**Task description**
Rewrite the data from the line containing "find terracotta tile" through the line containing "Query: terracotta tile roof", swapping "terracotta tile roof" for "clay tile roof" and leaving everything else unchanged.

**Available data**
***
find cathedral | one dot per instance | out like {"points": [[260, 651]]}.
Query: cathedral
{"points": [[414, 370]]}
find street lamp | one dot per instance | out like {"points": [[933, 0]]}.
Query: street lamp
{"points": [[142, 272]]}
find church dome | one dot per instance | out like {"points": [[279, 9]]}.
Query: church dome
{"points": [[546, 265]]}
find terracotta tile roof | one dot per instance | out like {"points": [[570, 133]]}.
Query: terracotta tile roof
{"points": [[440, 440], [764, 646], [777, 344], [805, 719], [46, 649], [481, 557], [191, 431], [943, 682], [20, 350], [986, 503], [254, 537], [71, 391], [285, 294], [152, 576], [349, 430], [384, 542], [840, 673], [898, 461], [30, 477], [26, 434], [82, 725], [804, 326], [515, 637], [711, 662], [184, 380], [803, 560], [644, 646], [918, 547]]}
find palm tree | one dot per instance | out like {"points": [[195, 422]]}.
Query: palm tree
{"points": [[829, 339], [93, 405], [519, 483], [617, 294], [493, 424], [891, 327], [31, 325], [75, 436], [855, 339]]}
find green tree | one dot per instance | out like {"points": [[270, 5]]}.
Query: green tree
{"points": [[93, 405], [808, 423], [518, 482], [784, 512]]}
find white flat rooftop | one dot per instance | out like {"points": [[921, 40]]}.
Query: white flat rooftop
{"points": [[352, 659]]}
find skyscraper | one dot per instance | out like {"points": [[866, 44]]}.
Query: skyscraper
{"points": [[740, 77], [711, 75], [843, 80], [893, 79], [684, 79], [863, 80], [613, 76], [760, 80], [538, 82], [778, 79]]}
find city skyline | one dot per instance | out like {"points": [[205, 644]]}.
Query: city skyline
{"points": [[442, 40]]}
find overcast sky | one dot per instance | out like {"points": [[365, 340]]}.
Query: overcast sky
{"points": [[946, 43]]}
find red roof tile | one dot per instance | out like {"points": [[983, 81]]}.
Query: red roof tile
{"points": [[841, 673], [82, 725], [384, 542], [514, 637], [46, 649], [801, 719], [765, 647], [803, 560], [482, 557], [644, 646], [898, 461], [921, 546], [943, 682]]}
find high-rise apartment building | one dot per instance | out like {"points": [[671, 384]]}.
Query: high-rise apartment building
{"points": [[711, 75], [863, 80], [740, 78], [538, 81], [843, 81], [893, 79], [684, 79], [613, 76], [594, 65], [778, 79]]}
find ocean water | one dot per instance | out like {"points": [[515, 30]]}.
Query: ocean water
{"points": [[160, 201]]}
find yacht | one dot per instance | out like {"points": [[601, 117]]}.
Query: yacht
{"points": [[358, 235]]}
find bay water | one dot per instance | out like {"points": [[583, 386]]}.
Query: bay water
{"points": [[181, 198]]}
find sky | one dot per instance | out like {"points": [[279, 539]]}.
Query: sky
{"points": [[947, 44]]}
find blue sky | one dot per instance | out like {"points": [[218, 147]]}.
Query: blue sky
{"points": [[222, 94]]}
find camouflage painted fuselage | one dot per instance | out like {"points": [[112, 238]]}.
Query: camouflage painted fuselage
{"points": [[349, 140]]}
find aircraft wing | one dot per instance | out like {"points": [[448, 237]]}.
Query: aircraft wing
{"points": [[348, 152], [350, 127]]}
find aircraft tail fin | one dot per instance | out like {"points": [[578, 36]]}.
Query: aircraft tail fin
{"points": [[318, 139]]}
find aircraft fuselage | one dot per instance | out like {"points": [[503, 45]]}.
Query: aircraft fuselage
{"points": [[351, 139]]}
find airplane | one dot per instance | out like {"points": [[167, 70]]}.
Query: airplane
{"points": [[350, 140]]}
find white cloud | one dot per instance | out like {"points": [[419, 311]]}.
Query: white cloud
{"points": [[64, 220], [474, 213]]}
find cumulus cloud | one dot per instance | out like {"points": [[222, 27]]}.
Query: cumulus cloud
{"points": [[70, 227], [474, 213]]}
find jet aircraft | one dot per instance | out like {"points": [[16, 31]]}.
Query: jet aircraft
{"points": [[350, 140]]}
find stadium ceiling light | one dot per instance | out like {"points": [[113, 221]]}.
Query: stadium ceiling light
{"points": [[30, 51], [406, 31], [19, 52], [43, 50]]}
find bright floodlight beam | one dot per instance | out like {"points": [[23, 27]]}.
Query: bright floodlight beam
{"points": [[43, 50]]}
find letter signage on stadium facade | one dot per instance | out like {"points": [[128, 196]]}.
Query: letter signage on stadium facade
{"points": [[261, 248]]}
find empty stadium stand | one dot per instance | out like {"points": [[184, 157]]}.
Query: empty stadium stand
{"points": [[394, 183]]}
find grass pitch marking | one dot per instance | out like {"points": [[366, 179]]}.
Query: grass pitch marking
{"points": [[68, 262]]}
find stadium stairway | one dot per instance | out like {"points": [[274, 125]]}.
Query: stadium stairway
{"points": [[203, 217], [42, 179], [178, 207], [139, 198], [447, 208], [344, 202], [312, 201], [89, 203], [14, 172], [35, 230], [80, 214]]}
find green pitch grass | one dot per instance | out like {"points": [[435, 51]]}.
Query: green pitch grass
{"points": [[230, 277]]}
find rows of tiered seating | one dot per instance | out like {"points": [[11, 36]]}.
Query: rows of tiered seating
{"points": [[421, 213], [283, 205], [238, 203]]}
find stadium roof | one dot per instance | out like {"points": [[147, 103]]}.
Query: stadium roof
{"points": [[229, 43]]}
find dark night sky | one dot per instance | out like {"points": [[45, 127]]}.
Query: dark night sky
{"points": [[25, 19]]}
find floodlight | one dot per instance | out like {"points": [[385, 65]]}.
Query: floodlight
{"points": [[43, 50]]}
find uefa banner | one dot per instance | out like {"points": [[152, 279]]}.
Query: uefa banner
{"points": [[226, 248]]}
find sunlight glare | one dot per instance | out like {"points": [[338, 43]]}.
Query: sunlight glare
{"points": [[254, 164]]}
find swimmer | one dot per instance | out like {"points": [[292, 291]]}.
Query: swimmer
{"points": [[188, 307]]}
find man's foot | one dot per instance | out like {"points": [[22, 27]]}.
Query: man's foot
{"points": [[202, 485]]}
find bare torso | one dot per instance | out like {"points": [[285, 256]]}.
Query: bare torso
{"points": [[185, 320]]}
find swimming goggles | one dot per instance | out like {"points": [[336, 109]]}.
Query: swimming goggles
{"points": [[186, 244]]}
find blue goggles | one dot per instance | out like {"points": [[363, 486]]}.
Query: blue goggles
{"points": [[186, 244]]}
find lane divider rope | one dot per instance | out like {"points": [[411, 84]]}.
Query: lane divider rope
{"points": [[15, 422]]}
***
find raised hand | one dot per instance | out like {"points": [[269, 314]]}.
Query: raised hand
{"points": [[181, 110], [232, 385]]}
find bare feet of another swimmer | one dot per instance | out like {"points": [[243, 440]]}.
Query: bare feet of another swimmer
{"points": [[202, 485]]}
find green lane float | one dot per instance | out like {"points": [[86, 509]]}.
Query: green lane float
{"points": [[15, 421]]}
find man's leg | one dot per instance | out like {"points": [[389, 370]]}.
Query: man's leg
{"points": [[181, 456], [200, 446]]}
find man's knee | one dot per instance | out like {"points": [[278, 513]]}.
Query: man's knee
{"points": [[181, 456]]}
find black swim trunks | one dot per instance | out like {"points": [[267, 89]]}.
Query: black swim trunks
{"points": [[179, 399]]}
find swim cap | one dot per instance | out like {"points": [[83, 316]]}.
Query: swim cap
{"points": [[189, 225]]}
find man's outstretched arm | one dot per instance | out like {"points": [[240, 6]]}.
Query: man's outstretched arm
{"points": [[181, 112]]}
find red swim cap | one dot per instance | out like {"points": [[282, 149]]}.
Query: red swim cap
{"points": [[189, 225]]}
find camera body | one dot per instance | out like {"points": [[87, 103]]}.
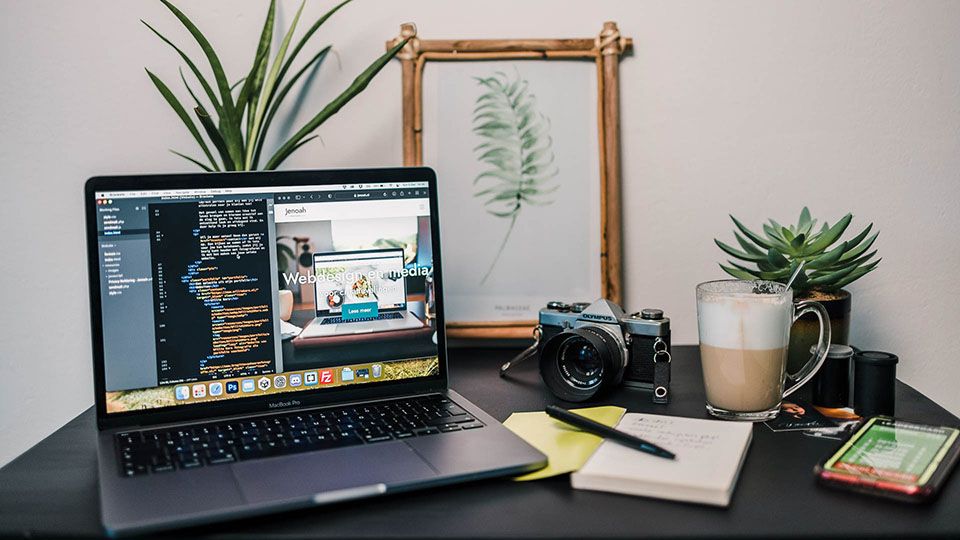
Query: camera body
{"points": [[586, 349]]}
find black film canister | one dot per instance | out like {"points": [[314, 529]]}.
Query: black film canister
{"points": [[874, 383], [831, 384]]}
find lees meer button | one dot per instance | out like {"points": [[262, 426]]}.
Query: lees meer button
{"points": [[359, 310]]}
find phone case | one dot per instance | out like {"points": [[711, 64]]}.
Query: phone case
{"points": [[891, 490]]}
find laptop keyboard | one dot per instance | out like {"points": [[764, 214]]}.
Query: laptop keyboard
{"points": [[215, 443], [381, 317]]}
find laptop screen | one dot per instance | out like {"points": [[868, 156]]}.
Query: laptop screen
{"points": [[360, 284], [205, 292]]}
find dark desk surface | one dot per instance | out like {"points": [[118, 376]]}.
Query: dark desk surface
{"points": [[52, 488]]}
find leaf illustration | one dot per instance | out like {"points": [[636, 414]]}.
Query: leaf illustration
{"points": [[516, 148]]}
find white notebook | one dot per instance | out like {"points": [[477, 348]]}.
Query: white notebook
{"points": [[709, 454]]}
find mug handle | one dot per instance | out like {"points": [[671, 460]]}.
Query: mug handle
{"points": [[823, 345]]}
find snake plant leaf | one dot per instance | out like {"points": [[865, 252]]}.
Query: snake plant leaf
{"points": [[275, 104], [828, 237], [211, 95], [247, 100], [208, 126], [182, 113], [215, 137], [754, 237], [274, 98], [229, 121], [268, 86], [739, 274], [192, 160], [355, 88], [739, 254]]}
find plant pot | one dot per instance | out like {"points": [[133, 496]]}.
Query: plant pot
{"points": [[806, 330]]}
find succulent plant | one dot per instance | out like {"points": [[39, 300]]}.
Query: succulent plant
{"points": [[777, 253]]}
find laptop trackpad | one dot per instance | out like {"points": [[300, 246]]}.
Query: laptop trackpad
***
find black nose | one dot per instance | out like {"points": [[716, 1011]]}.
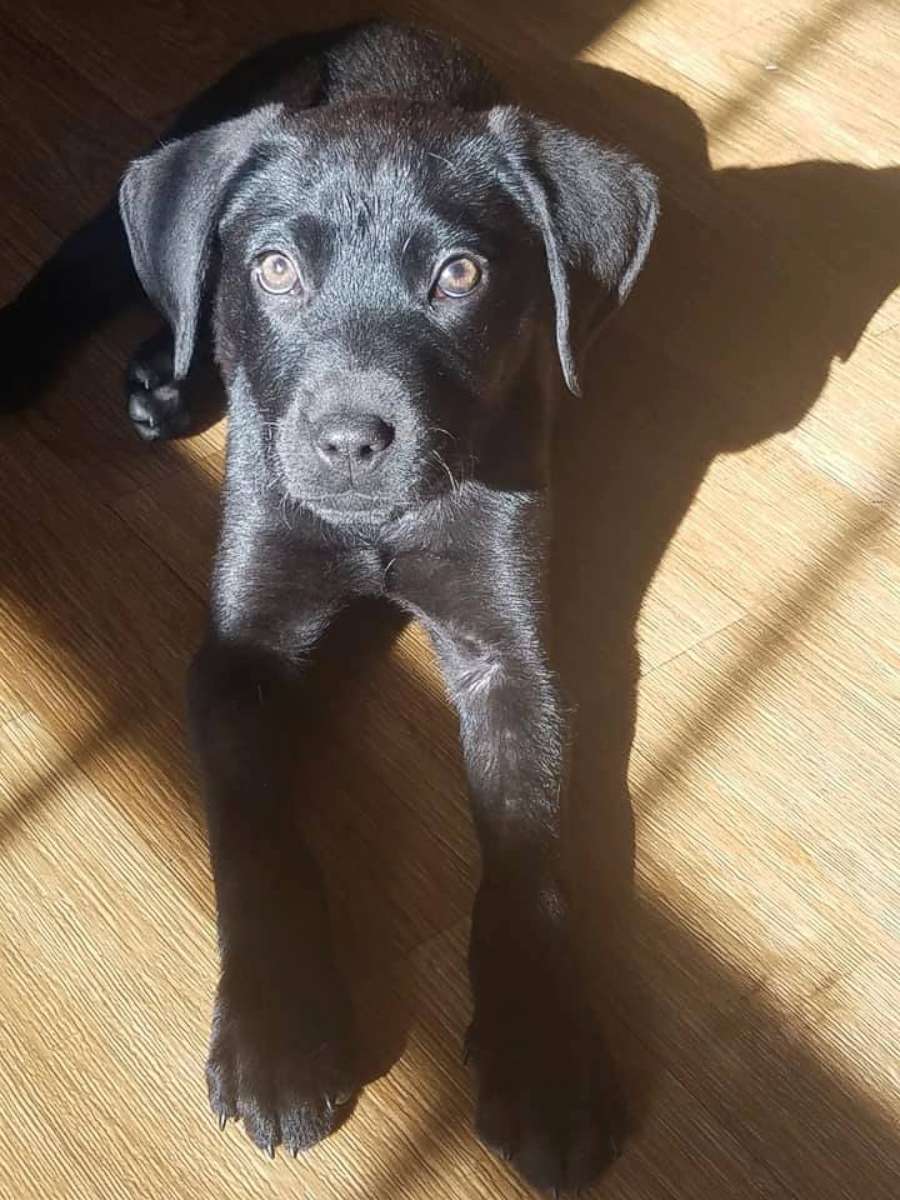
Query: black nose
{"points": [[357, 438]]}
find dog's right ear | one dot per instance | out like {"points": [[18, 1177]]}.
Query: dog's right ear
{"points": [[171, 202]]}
***
**Answer to the problem**
find clay tile roof | one dot per instance | out like {"points": [[570, 133]]}.
Query: clay tile roof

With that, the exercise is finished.